## PROBLEM REQUIREMENTS
Look below for lines that hold the string "green" and copy each one.

● ● ● ●

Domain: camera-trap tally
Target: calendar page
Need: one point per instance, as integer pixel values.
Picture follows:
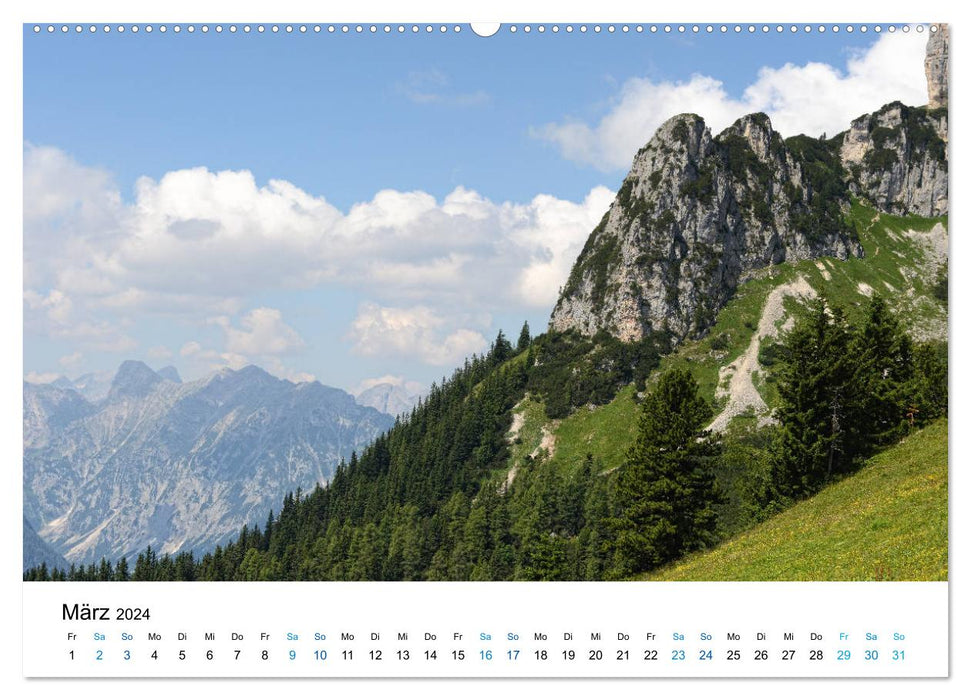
(424, 349)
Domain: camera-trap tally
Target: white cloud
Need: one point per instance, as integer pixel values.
(261, 332)
(434, 86)
(56, 316)
(813, 98)
(158, 352)
(416, 332)
(413, 388)
(71, 361)
(41, 377)
(190, 349)
(196, 244)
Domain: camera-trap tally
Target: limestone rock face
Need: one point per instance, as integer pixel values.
(936, 67)
(896, 159)
(697, 213)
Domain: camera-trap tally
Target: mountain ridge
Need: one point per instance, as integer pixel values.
(202, 458)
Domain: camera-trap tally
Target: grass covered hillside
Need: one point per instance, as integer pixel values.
(888, 521)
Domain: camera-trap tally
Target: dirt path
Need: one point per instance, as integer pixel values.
(741, 392)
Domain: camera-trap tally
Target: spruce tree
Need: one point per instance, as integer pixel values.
(816, 409)
(884, 365)
(524, 338)
(666, 492)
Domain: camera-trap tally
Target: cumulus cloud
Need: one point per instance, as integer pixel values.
(260, 332)
(416, 332)
(41, 377)
(814, 98)
(434, 86)
(158, 352)
(413, 388)
(55, 315)
(71, 361)
(197, 244)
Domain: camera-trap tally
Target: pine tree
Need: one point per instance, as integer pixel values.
(666, 492)
(817, 410)
(524, 338)
(883, 360)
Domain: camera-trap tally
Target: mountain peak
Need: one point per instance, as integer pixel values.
(696, 213)
(133, 379)
(170, 373)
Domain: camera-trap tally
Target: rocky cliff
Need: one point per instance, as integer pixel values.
(896, 159)
(937, 66)
(695, 215)
(699, 212)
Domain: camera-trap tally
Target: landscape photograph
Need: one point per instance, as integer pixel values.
(561, 303)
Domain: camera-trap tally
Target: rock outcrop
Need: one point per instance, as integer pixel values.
(698, 213)
(936, 67)
(695, 215)
(896, 159)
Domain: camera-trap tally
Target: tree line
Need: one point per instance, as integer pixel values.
(430, 499)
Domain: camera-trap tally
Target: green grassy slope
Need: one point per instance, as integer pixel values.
(886, 522)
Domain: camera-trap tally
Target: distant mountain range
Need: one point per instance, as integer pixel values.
(392, 399)
(113, 464)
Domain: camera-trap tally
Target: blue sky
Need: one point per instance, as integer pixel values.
(350, 207)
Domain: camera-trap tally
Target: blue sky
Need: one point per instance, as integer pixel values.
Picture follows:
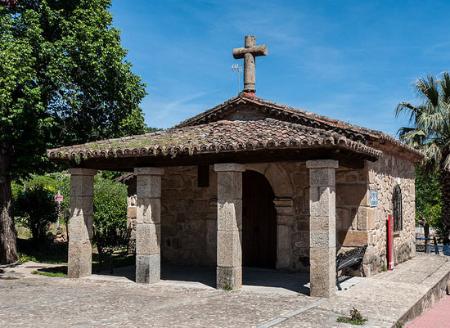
(347, 59)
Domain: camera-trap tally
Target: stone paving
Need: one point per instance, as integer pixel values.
(36, 301)
(437, 317)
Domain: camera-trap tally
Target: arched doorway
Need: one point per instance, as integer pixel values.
(259, 222)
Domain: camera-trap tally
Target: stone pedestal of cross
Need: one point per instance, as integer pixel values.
(249, 52)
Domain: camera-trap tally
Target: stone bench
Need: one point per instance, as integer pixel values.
(349, 259)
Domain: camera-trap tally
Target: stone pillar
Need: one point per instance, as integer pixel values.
(211, 232)
(229, 225)
(285, 220)
(80, 223)
(322, 225)
(148, 224)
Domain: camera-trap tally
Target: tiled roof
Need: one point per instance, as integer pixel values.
(299, 116)
(215, 137)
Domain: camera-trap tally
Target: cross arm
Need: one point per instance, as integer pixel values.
(255, 51)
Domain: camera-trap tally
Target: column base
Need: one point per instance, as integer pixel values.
(148, 268)
(80, 259)
(229, 278)
(322, 272)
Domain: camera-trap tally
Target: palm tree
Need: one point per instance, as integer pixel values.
(429, 132)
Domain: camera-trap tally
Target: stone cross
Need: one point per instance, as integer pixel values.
(249, 52)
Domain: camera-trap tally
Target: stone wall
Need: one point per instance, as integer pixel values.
(383, 176)
(189, 225)
(188, 236)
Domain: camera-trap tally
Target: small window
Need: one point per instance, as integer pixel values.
(203, 176)
(397, 208)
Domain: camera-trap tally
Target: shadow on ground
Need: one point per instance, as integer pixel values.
(207, 276)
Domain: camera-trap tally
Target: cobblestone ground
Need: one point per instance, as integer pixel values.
(35, 301)
(437, 317)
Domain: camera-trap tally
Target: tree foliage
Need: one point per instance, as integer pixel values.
(35, 204)
(110, 213)
(429, 131)
(64, 79)
(428, 198)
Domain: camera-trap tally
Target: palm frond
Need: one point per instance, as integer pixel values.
(445, 87)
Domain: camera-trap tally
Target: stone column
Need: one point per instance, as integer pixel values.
(229, 225)
(148, 224)
(285, 220)
(322, 225)
(80, 223)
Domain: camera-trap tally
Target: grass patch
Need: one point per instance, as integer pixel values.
(355, 318)
(47, 252)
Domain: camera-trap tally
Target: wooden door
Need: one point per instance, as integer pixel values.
(259, 228)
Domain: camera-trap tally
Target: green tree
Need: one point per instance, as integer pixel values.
(429, 131)
(428, 198)
(36, 205)
(64, 79)
(110, 214)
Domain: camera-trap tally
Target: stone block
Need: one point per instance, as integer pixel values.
(81, 185)
(80, 258)
(353, 238)
(148, 186)
(148, 268)
(323, 163)
(80, 227)
(229, 185)
(351, 194)
(284, 203)
(320, 223)
(131, 212)
(283, 247)
(81, 205)
(229, 167)
(285, 219)
(322, 177)
(148, 210)
(322, 272)
(366, 218)
(148, 171)
(323, 202)
(229, 249)
(229, 278)
(148, 238)
(229, 215)
(322, 239)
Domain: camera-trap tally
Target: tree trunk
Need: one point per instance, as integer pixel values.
(445, 186)
(8, 252)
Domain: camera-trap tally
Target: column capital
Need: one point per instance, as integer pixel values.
(322, 164)
(82, 171)
(148, 171)
(229, 167)
(283, 202)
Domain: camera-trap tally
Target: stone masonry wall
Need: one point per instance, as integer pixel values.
(383, 176)
(189, 212)
(188, 236)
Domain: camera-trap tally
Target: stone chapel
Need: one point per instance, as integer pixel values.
(252, 183)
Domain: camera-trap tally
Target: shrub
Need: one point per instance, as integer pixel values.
(110, 215)
(35, 206)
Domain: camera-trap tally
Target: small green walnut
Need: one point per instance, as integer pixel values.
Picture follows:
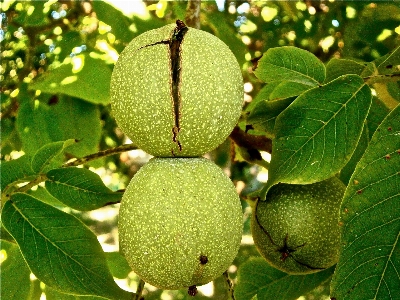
(296, 229)
(176, 91)
(180, 222)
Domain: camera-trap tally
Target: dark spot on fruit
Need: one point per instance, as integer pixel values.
(192, 290)
(203, 259)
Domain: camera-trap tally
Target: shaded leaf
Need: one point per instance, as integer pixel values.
(52, 294)
(17, 170)
(264, 115)
(118, 265)
(83, 77)
(60, 250)
(45, 158)
(15, 273)
(348, 169)
(369, 261)
(80, 188)
(257, 277)
(39, 124)
(338, 67)
(291, 64)
(116, 19)
(318, 133)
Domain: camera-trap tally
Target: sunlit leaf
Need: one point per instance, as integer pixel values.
(15, 275)
(264, 115)
(338, 67)
(318, 133)
(118, 265)
(257, 277)
(291, 64)
(80, 188)
(369, 261)
(59, 249)
(16, 170)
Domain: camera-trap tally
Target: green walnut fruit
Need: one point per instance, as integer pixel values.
(180, 222)
(176, 91)
(296, 229)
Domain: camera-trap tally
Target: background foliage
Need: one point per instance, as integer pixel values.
(56, 62)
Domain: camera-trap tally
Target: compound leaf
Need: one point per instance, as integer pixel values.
(369, 262)
(83, 77)
(46, 156)
(257, 277)
(15, 170)
(60, 250)
(80, 188)
(318, 133)
(291, 64)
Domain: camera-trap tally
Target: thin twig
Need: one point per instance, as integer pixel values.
(192, 18)
(229, 286)
(139, 291)
(249, 141)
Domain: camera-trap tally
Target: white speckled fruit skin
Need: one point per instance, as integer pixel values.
(308, 214)
(211, 91)
(173, 211)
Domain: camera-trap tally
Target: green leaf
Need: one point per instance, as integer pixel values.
(17, 170)
(118, 265)
(257, 277)
(44, 158)
(287, 89)
(15, 275)
(40, 193)
(369, 261)
(291, 64)
(116, 19)
(39, 124)
(338, 67)
(318, 133)
(227, 34)
(32, 14)
(82, 76)
(80, 188)
(60, 250)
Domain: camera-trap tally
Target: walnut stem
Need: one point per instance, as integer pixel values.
(192, 18)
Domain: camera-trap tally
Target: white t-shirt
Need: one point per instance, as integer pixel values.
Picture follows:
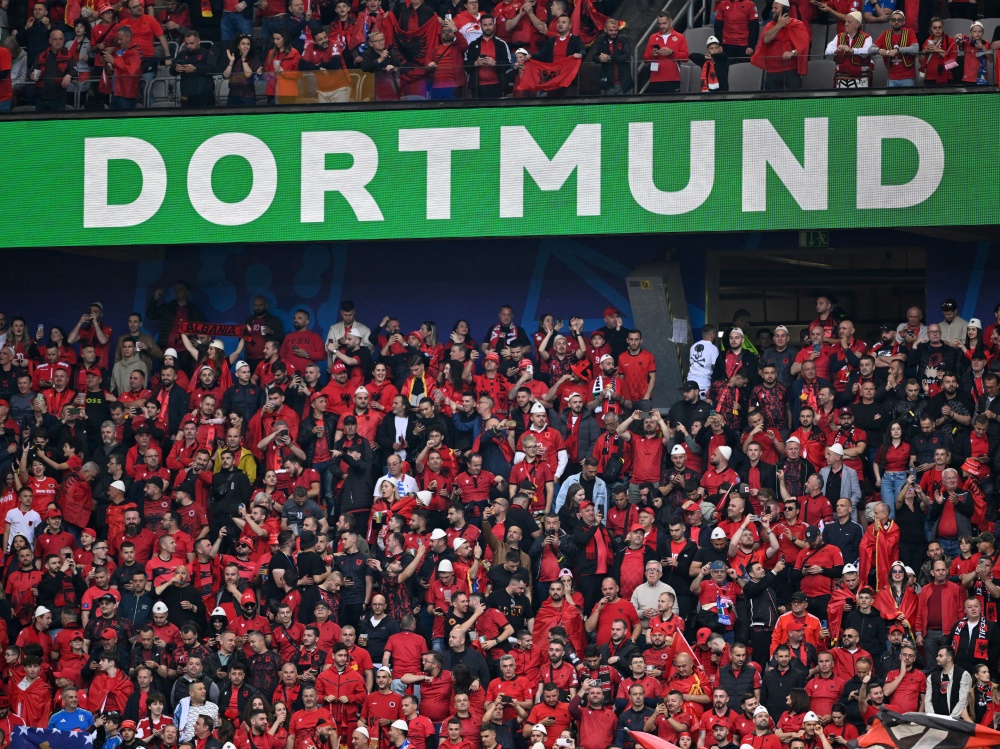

● ● ● ●

## OUTPUT FOR THIS EXERCISE
Target: green grassy slope
Target: green tree
Target: small green walnut
Target: green walnut fruit
Target: green leaf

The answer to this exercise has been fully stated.